Liste todas as linhas abaixo que contêm a palavra "cloud". Maiúsculas e minúsculas devem ser diferenciadas.
===== Dados para processamento =====
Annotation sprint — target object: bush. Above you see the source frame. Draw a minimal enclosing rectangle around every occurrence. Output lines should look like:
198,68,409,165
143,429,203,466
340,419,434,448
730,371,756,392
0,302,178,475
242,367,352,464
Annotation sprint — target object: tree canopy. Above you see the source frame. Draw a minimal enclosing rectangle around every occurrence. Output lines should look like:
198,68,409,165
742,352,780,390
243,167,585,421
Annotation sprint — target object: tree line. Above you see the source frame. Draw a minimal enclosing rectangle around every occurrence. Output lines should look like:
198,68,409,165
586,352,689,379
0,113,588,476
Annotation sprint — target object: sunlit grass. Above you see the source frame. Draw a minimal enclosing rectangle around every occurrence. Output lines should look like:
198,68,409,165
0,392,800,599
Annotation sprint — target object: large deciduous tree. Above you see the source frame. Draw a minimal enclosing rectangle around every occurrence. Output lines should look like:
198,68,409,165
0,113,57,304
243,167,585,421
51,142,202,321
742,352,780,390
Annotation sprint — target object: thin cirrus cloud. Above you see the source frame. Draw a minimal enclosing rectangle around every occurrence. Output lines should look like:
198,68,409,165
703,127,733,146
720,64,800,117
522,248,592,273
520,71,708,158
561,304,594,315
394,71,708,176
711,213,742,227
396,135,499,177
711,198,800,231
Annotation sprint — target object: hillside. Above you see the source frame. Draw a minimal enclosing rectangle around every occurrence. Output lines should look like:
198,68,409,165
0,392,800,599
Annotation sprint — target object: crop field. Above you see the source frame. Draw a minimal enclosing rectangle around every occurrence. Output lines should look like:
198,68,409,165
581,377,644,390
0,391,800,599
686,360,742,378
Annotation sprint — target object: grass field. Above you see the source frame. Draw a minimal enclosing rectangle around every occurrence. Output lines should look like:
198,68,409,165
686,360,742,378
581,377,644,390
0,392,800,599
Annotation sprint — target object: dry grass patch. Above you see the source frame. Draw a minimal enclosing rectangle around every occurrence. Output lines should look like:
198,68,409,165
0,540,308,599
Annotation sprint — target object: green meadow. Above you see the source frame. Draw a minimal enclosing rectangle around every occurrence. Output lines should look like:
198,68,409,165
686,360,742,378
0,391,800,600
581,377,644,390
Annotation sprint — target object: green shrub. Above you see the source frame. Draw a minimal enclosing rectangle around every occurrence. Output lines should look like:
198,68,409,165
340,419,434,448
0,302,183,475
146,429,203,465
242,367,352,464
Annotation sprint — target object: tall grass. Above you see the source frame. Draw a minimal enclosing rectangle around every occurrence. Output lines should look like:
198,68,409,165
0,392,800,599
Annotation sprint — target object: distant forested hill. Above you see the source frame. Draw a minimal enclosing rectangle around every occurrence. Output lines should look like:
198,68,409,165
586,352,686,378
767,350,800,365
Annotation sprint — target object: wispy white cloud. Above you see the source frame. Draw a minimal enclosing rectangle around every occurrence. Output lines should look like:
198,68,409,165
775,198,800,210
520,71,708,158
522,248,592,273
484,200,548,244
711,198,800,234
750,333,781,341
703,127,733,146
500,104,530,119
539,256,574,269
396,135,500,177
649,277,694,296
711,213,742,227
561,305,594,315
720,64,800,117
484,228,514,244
=====
Solução —
Annotation sprint — target object: thin cirrus cloud. Above you see the source frame. Draw a minimal enclosing rectangle around every occurrence. Output lines should look like:
Annotation sprint — target object: wispy white cloud. Above you see the source frame. Draw a minimal enclosing rectangle around every occurrence. Output lines should look like:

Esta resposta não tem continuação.